◆ **Excerpt to read**:
+++++

Several common pitfalls can reduce the effectiveness of a skill. Writing skills based on theoretical behavior instead of documented failures often results in interventions that do not solve real problems. Vague descriptions, such as "helps with testing," make skills hard to discover and trigger. We also avoid monolithic files by keeping the primary skill under 500 lines and using progressive disclosure for deeper details. Finally, failing to include anti-rationalization patterns or using only ideal examples can allow the assistant to bypass requirements in complex real-world scenarios.

Integration with Other Skills

With modular-skills

  • Use skill-authoring for creating individual skills
  • Use modular-skills for architecting skill structure

With skills-eval

  • Use skill-authoring for initial creation and testing
  • Use skills-eval for ongoing quality assessment

Workflow

  1. Create new skill using skill-authoring (TDD approach)

+++++

◆ **Task instructions**:
a: According to the passage on writing skills, under how many lines should the primary skill file be kept?
b: Rewrite the passage on writing skills, everything from "With skills-eval" down to "skill-authoring (TDD approach)", with "ongoing" replaced by "continuous".
Rely only on the passage on writing skills when you respond.

+++++

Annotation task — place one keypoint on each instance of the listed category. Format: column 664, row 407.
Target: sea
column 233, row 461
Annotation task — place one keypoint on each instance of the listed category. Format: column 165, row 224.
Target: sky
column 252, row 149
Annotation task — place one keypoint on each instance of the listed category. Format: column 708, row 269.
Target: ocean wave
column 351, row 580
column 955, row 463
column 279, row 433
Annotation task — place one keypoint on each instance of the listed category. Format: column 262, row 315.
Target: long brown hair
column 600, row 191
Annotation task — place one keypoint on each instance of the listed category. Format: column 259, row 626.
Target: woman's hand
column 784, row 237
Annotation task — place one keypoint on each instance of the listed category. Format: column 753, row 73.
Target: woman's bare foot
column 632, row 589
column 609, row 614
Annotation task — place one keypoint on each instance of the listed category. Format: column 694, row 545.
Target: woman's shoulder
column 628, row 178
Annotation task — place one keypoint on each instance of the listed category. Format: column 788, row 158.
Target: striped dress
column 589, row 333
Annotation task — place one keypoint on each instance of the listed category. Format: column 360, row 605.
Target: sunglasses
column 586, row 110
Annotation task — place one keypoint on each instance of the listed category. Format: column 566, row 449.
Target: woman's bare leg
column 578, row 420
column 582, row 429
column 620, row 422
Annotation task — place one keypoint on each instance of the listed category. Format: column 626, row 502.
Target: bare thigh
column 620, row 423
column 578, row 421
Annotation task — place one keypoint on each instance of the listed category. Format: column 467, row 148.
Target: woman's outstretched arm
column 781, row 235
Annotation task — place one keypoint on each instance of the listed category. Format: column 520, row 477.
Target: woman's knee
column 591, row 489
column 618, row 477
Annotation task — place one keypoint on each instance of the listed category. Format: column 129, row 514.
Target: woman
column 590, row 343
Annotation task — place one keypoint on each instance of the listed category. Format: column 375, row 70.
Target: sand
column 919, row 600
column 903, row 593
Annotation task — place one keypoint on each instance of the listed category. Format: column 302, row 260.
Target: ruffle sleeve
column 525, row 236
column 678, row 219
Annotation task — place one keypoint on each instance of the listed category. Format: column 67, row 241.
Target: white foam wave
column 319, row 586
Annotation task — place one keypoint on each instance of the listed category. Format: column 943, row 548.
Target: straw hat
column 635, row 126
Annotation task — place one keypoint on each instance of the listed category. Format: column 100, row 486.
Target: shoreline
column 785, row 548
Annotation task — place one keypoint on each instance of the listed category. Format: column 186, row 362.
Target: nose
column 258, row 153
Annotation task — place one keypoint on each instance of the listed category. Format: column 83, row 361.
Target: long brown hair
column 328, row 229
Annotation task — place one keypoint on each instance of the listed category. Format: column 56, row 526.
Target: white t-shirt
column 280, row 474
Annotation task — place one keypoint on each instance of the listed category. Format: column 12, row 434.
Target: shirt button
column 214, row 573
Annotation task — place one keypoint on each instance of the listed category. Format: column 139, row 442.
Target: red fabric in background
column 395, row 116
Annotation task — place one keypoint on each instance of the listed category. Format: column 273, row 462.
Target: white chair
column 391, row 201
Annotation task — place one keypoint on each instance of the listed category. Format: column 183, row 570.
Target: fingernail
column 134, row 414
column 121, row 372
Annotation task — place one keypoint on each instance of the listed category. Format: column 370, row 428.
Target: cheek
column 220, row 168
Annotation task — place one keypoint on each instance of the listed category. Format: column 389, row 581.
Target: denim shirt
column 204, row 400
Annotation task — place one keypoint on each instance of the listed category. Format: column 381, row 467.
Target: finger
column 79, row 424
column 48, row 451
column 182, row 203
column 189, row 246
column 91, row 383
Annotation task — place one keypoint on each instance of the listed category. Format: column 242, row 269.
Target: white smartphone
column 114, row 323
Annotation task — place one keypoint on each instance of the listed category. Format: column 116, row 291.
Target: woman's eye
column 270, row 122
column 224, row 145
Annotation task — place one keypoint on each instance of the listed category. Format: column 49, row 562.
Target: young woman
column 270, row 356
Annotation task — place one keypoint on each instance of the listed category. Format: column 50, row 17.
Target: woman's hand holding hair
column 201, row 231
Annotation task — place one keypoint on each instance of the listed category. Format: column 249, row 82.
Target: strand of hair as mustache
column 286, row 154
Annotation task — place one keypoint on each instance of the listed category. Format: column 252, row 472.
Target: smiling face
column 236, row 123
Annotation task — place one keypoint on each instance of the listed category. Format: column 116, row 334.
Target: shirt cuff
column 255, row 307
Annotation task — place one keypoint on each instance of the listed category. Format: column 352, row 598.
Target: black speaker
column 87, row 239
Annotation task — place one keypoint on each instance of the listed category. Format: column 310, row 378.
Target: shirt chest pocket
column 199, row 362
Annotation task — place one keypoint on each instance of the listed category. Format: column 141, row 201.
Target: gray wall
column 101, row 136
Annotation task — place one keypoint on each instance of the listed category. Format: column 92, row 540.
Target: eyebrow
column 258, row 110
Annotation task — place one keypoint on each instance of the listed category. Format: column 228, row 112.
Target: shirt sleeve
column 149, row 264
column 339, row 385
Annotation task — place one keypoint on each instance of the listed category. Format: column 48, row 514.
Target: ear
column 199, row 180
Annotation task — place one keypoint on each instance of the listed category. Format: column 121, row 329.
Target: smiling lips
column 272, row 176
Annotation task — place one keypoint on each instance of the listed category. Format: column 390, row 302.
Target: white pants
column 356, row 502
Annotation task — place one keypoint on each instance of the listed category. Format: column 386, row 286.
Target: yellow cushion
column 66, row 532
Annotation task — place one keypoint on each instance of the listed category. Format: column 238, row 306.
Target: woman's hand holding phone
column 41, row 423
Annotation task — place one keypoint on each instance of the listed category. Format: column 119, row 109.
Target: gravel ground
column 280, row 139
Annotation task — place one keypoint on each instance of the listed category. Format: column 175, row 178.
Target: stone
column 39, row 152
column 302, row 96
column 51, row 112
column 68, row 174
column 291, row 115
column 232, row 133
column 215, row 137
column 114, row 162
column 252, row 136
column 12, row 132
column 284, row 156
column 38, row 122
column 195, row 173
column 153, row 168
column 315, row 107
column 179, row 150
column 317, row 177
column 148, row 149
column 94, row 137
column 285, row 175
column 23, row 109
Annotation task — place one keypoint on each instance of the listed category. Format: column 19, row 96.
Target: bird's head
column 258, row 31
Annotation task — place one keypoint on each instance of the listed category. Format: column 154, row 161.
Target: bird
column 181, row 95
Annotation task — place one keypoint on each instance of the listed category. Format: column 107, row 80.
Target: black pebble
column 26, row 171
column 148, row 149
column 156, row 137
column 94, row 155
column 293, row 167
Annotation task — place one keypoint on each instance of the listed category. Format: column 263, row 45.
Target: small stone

+++++

◆ **Solution list**:
a: Under 500 lines.

b:
With skills-eval

  • Use skill-authoring for initial creation and testing
  • Use skills-eval for continuous quality assessment

Workflow

  1. Create new skill using skill-authoring (TDD approach)